» **What is asked**: Extract each record and reproduce it exactly.

** START **

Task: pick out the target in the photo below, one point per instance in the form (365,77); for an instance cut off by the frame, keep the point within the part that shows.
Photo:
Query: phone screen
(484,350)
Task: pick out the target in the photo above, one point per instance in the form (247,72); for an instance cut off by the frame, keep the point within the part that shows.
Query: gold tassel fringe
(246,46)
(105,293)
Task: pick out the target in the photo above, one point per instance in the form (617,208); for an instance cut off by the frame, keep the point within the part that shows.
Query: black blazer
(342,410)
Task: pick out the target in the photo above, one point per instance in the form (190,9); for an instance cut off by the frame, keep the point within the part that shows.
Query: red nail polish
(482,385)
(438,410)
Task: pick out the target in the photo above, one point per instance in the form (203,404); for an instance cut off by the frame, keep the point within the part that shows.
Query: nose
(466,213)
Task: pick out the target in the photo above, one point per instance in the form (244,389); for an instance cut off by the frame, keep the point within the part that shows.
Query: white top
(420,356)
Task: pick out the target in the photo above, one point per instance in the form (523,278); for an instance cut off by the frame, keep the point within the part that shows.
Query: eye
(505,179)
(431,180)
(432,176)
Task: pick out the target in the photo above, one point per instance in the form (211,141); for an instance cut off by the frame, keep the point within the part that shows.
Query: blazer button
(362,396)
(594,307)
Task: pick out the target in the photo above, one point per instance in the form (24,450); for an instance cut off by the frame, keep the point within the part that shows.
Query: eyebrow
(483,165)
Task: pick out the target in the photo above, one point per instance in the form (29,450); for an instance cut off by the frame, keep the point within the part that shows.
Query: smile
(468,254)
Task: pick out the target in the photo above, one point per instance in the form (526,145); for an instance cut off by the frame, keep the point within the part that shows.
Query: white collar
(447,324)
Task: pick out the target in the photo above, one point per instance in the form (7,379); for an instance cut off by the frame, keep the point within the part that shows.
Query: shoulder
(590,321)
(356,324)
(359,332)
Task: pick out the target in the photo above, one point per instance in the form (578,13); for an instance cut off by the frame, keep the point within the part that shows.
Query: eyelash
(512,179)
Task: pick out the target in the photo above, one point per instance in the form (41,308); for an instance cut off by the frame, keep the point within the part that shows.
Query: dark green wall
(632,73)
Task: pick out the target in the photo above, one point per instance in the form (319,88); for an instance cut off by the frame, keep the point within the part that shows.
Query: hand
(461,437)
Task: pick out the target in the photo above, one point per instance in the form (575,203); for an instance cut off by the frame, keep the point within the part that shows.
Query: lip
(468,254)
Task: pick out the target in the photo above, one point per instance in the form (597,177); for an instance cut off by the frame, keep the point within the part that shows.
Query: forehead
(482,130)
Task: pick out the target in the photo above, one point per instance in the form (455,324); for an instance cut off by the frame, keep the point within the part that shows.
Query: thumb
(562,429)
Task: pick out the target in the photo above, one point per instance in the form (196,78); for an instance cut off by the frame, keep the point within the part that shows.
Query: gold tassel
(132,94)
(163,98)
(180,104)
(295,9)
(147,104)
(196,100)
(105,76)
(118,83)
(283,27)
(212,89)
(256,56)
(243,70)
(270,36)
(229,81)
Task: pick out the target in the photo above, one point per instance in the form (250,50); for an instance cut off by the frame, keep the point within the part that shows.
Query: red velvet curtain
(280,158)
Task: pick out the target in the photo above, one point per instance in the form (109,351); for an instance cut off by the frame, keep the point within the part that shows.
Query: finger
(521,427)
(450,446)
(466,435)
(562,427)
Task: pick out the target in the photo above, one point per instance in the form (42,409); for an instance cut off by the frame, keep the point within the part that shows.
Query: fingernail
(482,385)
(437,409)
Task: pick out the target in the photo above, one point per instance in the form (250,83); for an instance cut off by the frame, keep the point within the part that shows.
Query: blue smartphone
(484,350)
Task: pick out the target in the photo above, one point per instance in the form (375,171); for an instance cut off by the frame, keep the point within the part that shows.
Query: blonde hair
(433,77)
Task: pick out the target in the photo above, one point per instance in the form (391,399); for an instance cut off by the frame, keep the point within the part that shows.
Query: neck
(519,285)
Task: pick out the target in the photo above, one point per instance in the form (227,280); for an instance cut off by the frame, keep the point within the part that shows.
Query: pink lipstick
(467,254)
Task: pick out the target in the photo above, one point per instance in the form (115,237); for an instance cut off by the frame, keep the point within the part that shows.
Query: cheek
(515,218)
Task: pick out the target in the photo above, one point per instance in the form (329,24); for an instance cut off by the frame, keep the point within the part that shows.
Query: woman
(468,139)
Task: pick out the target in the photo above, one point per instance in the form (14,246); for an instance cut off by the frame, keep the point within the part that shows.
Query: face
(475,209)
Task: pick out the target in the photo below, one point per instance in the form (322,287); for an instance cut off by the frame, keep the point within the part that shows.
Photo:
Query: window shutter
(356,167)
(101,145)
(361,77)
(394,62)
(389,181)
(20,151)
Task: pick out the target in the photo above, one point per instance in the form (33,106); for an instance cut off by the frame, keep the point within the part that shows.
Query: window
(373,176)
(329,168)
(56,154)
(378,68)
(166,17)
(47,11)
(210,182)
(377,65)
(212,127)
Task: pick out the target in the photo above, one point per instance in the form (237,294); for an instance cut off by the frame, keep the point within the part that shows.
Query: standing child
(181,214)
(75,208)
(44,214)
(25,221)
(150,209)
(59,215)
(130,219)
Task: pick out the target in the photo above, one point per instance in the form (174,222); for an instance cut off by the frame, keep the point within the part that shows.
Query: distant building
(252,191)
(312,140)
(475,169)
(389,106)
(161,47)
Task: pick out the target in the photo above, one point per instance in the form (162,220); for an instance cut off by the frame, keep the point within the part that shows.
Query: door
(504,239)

** END **

» **Solution to this exercise**:
Task: pick out the target in the photo below, one point per instance in the form (365,77); for an instance cut off by the frame, keep the point within the part that shows.
Photo:
Query: phone screen
(484,350)
Task: pick out the target in the photo above, one point per instance in the form (247,72); for an instance cut off by the frame, keep the point within the part that shows.
Query: gold tassel fringe
(246,46)
(105,293)
Task: pick out the target in the photo above, one point per instance in the form (617,208); for an instance cut off by the frame, keep the point within the part that shows.
Query: black blazer
(342,410)
Task: pick out the target in the photo above, one point per instance in the form (190,9); for an instance cut off by the frame, keep the point within the part that shows.
Query: red nail polish
(482,385)
(438,410)
Task: pick out the target in the photo above, one point per instance in the form (203,404); for an instance cut off by the frame, keep the point within the part that shows.
Query: nose
(466,213)
Task: pick out the target in the photo above, one point per instance in the form (244,389); for an instance cut off by the frame, keep the point within the part that shows.
Query: white top
(420,356)
Task: pick out the target in the photo above, one point per instance in the form (523,278); for an instance cut off by the frame, keep the point within the part that shows.
Query: eye
(505,179)
(431,180)
(432,176)
Task: pick out the target in the photo above, one point per instance in the form (211,141); for an instance cut off by the frame, keep the point within the part that shows.
Query: blazer button
(362,396)
(594,307)
Task: pick out the target in the photo above, one point per instance in the form (24,450); for an instance cut off by the frame, keep the point within the part that shows.
Query: eyebrow
(483,165)
Task: pick out the target in the photo above, one point per instance in the form (29,450); for an instance cut off by the frame, keep the point within the part that shows.
Query: smile
(468,254)
Task: pick out the target in the photo above, one point per instance in the form (526,145); for an instance cut off by the frame, keep the point within the part that shows.
Query: white collar
(447,324)
Task: pick out the target in the photo above, one point per instance in the form (7,379); for an instance cut off by the frame, keep the point within the part that shows.
Query: shoulder
(590,321)
(356,324)
(359,332)
Task: pick out the target in the photo above, one point per instance in the form (578,13); for an instance cut off by the frame, keep the point within the part that shows.
Query: eyelash
(512,179)
Task: pick out the target in the photo above, one point per instance in the form (41,308); for an instance cut off by the frame, keep the point within the part that shows.
Query: dark green wall
(632,73)
Task: pick out the target in the photo above, one point per instance in the form (319,88); for an instance cut off by the frame, keep the point within the part that shows.
Query: hand
(461,437)
Task: pick out the target in the photo above, one point per instance in the form (575,203); for an instance cut off by the frame, keep the point within the part that shows.
Query: lip
(468,254)
Task: pick out the target in the photo above, one point per instance in the form (597,177); for an instance cut off by the frame, keep the point within the part that shows.
Query: forehead
(482,130)
Task: pick out the target in the photo above, one point per instance in the form (455,324); for an instance cut off by the frame, keep the point within the part that shows.
Query: thumb
(562,429)
Task: pick out the target in the photo above, one point per instance in the form (196,78); for an instance cut off by the frame, keep the point within the part that shows.
Query: gold tassel
(132,94)
(163,98)
(180,104)
(295,9)
(147,104)
(196,100)
(105,76)
(118,83)
(283,27)
(212,89)
(256,56)
(243,70)
(270,36)
(229,81)
Task: pick out the target in the photo above, one point per instance in the form (250,50); for an instance cut off by the frame, keep the point within the part that shows.
Query: red velvet curtain
(280,158)
Task: pick out the target in the photo above, one point per instance in the form (109,351); for an instance cut off by the frame, keep the point within the part that shows.
Query: finger
(521,427)
(450,446)
(466,435)
(562,427)
Task: pick out the target in the photo above, one point per instance in the form (42,409); for an instance cut off by the frame, keep the point within the part that shows.
Query: fingernail
(482,385)
(437,409)
Task: pick out the target in the photo above, one point per instance in the form (250,83); for an instance cut off by the frame, keep the point within the part that shows.
Query: blue smartphone
(484,350)
Task: pick out the target in the photo above, one point per instance in the form (375,171); for an instance cut off by the frame, keep the point within the part that shows.
Query: blonde hair
(433,77)
Task: pick out the target in the photo above, one point per instance in the form (391,399); for an instance cut off by the frame, keep the point within the part that shows.
Query: neck
(519,285)
Task: pick out the target in the photo above, one point per instance in the form (227,280); for an instance cut off by the frame, keep the point within the part that shows.
Query: pink lipstick
(467,254)
Task: pick out the target in the photo above, one point per instance in the form (115,237); for an instance cut off by the frame, keep the point within the part that shows.
Query: cheek
(515,218)
Task: pick out the target in the photo above, one point per instance in the form (329,24); for an instance cut off by the frame, keep the point within the part that shows.
Query: woman
(468,139)
Task: pick out the target in the photo above, one point per instance in the form (14,246); for an instance cut off by the frame, keep the point within the part that shows.
Query: face
(475,209)
Task: pick out the target in the photo below, one point per instance in the form (322,287); for an instance cut off by the frame, keep the point within the part that shows.
Photo:
Query: window shutter
(356,167)
(101,145)
(361,77)
(394,62)
(389,181)
(20,151)
Task: pick out the target in the photo above, one point per instance in the form (33,106); for an instance cut off by the frame, keep the point within the part that shows.
Query: window
(373,176)
(329,168)
(56,154)
(378,68)
(166,17)
(47,11)
(210,182)
(377,65)
(212,127)
Task: pick out the target in the photo above, one point per instance in the form (237,294); for an instance cut off by the frame, keep the point within the part that shows.
Query: standing child
(181,214)
(75,208)
(44,214)
(25,221)
(150,209)
(59,215)
(130,219)
Task: pick out the target in the photo above, one point per instance in the form (174,222); for an instance cut off by the frame, keep the point within the part that shows.
Query: distant building
(252,191)
(312,140)
(475,169)
(389,106)
(161,47)
Task: pick out the target in the photo above, one point per instance in the form (162,220); for an instance cut off by the frame, keep the point within the part that shows.
Query: door
(504,239)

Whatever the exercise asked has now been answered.